**Page extract:**
As E3 slowly loses its appeal to developers and Nintendo’s method of delivering game news continues to gain traction, game companies have been experimenting with new ways in providing their news to fans. Some have opted to create their own hour-long shows, others have attempted to replicate Nintendo Directs, and a few outliers have decided to make entire events out of a single game announcement. Through all these different methods, however, something has been lacking—a particular, unexplainable quality or lack of direction that only Nintendo has seemed to overcome.

This has resulted in attempt after attempt from various companies to experiment and find that secret combination of news and entertainment that Nintendo has done so well. Unfortunately, none have succeeded so far at creating a show at the same quality as Nintendo Directs, resulting in a lot of subpar viewing. But out of all the shows currently being produced as a form of news for games, two stand out as the most offensive, State of Play by Sony, and EA’s single game announcement panels.

State of Play

As the last horse over the finish line, Sony has finally begun hosting its show to deliver game news, State of Play. In a similar format to Nintendo Directs, State of Play aims to provide highlights of news in short 10-20 minute videos on a non-standard schedule. In this respect, Sony achieves precisely what they hoped to do, give a series of game news and announcements in one package. But part of what makes Nintendo Directs an event and so enjoyable, rather than just a series of video, is that they are presented as an actual show. People are talking, they are random asides happening, and clips that don’t directly relate to the news being announced. In short, the show provides more than the news itself. State of Play sadly doesn’t do this.

(Detection annotation records)
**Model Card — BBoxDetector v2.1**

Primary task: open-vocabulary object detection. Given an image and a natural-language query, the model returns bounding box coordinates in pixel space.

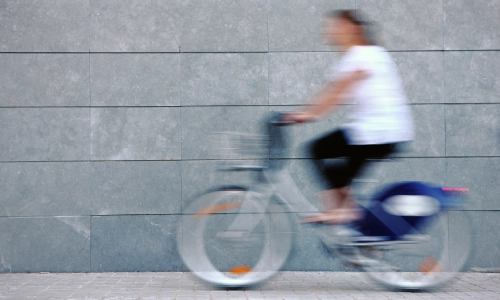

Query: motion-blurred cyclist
[285,10,413,224]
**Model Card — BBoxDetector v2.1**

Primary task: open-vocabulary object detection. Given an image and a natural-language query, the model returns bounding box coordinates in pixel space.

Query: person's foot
[300,208,361,224]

**Exercise requirements:**
- 1) Name every approach the game news article says companies have tried for delivering their news to fans.
- 2) Sum up the game news article in two sentences.

**Responses in order:**
- 1)
- Creating their own hour-long shows
- Attempting to replicate Nintendo Directs
- Making entire events out of a single game announcement

- 2) As E3 loses its appeal, game companies have tried new ways to deliver news to fans, but none has yet matched the quality of Nintendo Directs, and Sony's State of Play and EA's single game announcement panels stand out as the most offensive. State of Play copies the Directs' short highlight format but, unlike them, is not presented as an actual show that offers more than the news itself.